The job was not going to go to acting director Betty Turnbull, a longtime museum volunteer who had organized several ambitious and well-received exhibits, including “The Art of the Indian Southwest” (1971). Despite her demonstrated devotion to a museum founded by a hard-working group of 13 women, the board (which had just elected its first male president, Jerry Hayes) never seriously considered her for the top job.
“Betty was a nifty curator,” says longtime board member David Steinmetz, who served twice as its president during the ‘70s. “But we needed someone with a broader background to push the museum forward.”
That someone was James Bernard Byrnes, director of the New Orleans Museum of Art. When he came to Newport Harbor in June 1973, Byrnes was 56. He had begun his career in 1946, when the Los Angeles County Museum hired him to be its first curator of modern and contemporary art. After a stint at the Colorado Springs Art Center, Byrnes became associate director, and later director, of the North Carolina Museum of Art.
“I was a kind of dinosaur from an earlier period,” he now says wryly.
“We were a very, very avant-garde place,” recalls Phyllis Lutjeans, former gallery administrator at the museum. “We had been doing such wild stuff before--’Appearing/Disappearing Image/Object’ (in 1969), ‘San Francisco Performance’ (in 1972). Jim was a nice man, a bright man, but his heart belonged to Abstract Expressionism and the art of the late ‘40s and ‘50s. . . . He was a duck out of water.”
The low point of Byrnes’ struggles to comprehend and deal with the brave new world of contemporary art was his sudden cancellation of a performance by Chris Burden in 1974. A former fine arts graduate student at UC Irvine, Burden had a reputation for such highly provocative performances as “Five-Day Locker Piece” (in which he lived in a padlocked locker at UCI for five straight days) and “Shoot” (in which he had a friend shoot him in the arm).
Urged by his staff to show Burden’s work--which Byrnes says he thought was appropriate only for non-traditional venues--he grudgingly allowed “Do You Believe in Television?” to be performed in the main gallery of the museum.
Neither Byrnes nor Lutjeans (Turnbull was away from the museum at the time) knew what Burden was going to do. “Partly,” says Lutjeans, “we didn’t want to ask him. Surprise was often quite a part of his work.”
The night before the performance, Byrnes made a routine security check of the gallery. “A foot-and-a-half of hay was on the floor,” he recalls. “A couple of TVs were plugged in to terrible wiring. We would blow a fuse if we ran a hand-saw. I immediately pulled the wires. I panicked. I couldn’t get in touch with anybody.”
Worried about the Mark Rothko paintings from the previous exhibit stored in the back room (pending shipment to their owners), Byrnes returned to the museum later that night with his wife. They moved the hay away from the walls with push brooms and made sure the TVs were turned off. Byrnes experimentally lit a handful of hay in the men’s room and watched it flicker.
When Burden walked into Byrnes’ office the next morning, he was “very upset,” Byrnes says, claiming the director had “destroyed a work of art.”
“No, I haven’t,” Byrnes replied. “You had an audience of one--me--and I almost had a cardiac arrest.’ ”
Byrnes calls Burden “the “Evel Knievel of the art world. I admired him. The tragedy was, this is not something that museums can properly support.”

__WHAT YOU SHOULD DO__:
Answer these from the article about the museum's new director, one line each:
(a) In what month and year did Byrnes come to Newport Harbor?
(b) Which exhibit from 1971 did Betty Turnbull organize?
(c) What did Byrnes and his wife use to move the hay away from the walls?

__DATA__:
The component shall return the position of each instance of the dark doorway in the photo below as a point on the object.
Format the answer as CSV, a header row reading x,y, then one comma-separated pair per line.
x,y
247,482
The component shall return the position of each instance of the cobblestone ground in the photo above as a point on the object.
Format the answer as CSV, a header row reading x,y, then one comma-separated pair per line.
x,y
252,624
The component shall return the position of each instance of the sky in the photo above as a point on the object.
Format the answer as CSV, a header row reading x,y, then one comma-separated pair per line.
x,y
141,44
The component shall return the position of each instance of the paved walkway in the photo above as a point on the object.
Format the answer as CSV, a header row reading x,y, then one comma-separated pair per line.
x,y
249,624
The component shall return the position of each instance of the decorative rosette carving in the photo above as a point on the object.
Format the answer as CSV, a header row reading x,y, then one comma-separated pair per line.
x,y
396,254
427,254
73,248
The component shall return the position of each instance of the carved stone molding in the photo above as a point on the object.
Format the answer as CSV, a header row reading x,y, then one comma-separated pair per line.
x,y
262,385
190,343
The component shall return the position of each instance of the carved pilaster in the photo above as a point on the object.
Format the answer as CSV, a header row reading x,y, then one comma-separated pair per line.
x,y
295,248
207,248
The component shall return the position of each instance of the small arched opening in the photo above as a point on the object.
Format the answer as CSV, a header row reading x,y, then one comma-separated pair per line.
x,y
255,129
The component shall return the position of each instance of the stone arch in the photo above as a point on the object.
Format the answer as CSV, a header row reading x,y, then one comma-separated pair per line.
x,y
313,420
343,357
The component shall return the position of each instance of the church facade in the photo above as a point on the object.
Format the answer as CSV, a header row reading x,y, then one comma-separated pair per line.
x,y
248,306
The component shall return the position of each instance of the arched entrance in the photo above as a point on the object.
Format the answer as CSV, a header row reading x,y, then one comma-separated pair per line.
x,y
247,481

__REPLY__:
(a) June 1973
(b) "The Art of the Indian Southwest"
(c) Push brooms